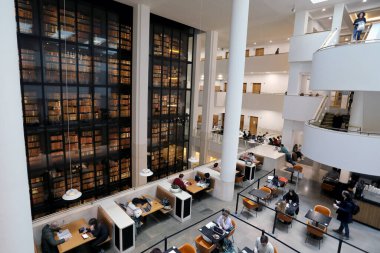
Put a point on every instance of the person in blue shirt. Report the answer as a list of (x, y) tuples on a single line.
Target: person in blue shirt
[(359, 25)]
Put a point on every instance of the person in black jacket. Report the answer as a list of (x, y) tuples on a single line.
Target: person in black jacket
[(358, 26), (100, 231), (48, 243), (292, 198), (344, 211)]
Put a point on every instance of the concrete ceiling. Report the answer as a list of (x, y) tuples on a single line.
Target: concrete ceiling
[(268, 19)]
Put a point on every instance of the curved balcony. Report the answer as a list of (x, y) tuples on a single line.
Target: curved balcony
[(349, 66), (353, 151)]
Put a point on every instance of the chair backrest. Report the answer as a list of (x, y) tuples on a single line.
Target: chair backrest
[(323, 210), (202, 245), (233, 230), (105, 219), (318, 232), (187, 248)]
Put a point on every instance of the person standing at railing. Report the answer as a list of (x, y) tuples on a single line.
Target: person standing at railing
[(359, 26)]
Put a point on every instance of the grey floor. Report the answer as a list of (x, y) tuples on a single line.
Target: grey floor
[(159, 226)]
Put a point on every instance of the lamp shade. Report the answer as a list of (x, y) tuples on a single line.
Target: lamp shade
[(146, 173), (72, 194), (193, 159)]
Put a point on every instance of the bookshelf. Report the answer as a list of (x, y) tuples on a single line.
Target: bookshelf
[(96, 61), (169, 88)]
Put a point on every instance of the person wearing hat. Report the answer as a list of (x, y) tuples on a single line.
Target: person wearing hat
[(359, 25)]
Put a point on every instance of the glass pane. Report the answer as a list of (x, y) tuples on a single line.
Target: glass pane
[(84, 23), (113, 30), (99, 28), (53, 104), (85, 104), (36, 150), (100, 66), (84, 65), (175, 44), (113, 67), (27, 16), (51, 62), (70, 103), (67, 20), (69, 63), (30, 60), (33, 105), (49, 19), (100, 104), (125, 72)]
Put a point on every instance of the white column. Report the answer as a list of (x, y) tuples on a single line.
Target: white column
[(196, 77), (140, 74), (208, 92), (16, 234), (238, 40), (301, 21), (357, 111)]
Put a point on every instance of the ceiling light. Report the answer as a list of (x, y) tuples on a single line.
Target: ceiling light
[(317, 1), (146, 173)]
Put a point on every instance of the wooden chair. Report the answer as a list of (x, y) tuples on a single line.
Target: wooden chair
[(249, 205), (285, 219), (239, 180), (231, 234), (267, 190), (203, 246), (316, 233), (187, 248)]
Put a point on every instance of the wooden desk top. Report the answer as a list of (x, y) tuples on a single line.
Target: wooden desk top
[(76, 240), (156, 206), (193, 188)]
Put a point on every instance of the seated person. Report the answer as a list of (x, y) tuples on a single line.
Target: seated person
[(216, 167), (100, 232), (297, 150), (288, 156), (48, 243), (207, 180), (262, 245), (179, 181), (291, 197), (224, 221), (134, 211)]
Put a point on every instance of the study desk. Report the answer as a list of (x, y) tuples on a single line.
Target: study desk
[(193, 188), (155, 206), (76, 240)]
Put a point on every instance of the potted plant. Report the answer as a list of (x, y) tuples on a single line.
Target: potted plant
[(175, 188)]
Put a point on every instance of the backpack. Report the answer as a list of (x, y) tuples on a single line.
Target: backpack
[(355, 208)]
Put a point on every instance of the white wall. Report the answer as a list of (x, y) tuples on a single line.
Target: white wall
[(301, 108), (302, 47), (371, 116), (348, 151), (348, 67)]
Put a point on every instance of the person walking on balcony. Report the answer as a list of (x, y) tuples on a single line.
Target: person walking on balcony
[(359, 26)]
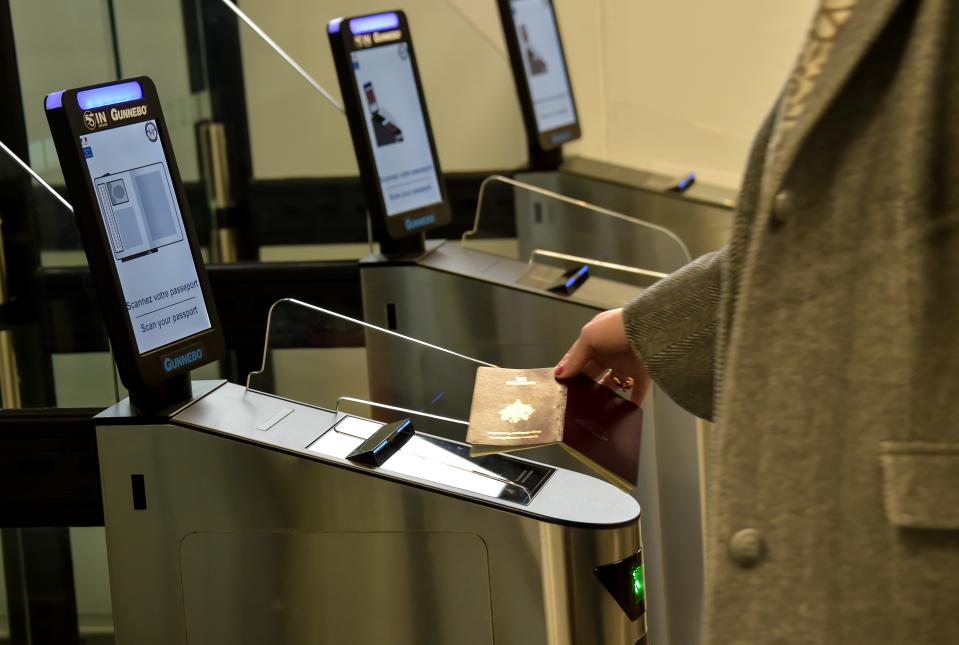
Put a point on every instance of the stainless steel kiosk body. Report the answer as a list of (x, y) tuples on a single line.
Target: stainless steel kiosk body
[(238, 520), (499, 309)]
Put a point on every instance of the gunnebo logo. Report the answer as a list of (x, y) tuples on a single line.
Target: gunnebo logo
[(171, 363), (128, 113)]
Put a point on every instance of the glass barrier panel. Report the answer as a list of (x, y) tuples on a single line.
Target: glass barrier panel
[(550, 225), (326, 359)]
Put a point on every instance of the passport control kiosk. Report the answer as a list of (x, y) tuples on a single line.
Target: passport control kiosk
[(135, 224), (504, 311), (390, 127), (542, 79), (236, 517)]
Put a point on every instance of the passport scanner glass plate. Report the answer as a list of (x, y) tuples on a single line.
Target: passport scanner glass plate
[(441, 461)]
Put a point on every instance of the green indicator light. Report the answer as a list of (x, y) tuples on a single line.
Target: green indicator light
[(639, 586)]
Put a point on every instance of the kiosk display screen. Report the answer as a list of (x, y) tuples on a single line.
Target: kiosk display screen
[(153, 258), (544, 64), (397, 129)]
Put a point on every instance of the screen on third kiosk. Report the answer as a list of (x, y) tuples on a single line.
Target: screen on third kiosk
[(396, 127), (539, 46), (150, 248)]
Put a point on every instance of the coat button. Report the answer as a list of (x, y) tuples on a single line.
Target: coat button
[(747, 547), (784, 203)]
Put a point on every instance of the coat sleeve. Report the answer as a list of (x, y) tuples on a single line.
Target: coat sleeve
[(672, 326)]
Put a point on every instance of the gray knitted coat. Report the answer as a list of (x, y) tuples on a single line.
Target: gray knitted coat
[(824, 343)]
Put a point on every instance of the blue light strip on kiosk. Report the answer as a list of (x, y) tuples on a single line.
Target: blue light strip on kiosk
[(54, 100), (375, 22), (109, 95)]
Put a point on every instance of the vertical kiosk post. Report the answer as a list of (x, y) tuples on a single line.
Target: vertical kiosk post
[(390, 127), (139, 239), (542, 79)]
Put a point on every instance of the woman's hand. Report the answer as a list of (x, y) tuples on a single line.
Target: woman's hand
[(602, 349)]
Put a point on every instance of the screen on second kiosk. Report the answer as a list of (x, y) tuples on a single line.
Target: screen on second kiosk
[(150, 249), (397, 129), (542, 55)]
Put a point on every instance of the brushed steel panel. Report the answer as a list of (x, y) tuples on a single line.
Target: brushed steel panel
[(318, 588)]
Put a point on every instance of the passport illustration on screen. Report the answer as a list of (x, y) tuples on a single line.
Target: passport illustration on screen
[(138, 210), (519, 409), (537, 65), (384, 126)]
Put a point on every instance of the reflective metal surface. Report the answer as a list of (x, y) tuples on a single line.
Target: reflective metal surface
[(247, 537), (703, 225), (483, 306)]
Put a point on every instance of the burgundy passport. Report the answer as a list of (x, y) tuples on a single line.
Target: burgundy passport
[(518, 409)]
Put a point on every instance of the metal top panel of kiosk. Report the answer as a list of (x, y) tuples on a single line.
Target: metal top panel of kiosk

WHAT IS EXPECTED |
Could you rewrite the items, starting with the line containing "Put a point on every instance of the passport control" and going on through the line containing "[(153, 258), (544, 64), (397, 129)]", as a two-column CSV headed text and answer? Use one row per item, put each value in a single quoted field, and turn its line breaks into spaces.

COMPLETE RESPONSE |
text,answer
"Put a point on every instance of the passport control kiosk. Report the answer as a list of (x, y) tuples on a single line. Target: passport control kiosk","[(135, 224), (504, 311), (390, 127), (542, 79), (236, 517)]"
"Put a point on every instance of the passport scanner glass plate. Report the answer as a list of (x, y) tuples on a single line. Target: passport scanner glass plate","[(441, 461)]"
"Put a point on every instance of the green indicator light. Report the answer as a list of (x, y) tuples on a single line. Target: green indicator light","[(639, 586)]"
"Put a point on every instance of the kiosk display screen. Report the answer as a list of (x, y) tuples on a single line. Target: kiosk display screen","[(153, 258), (544, 64), (397, 129)]"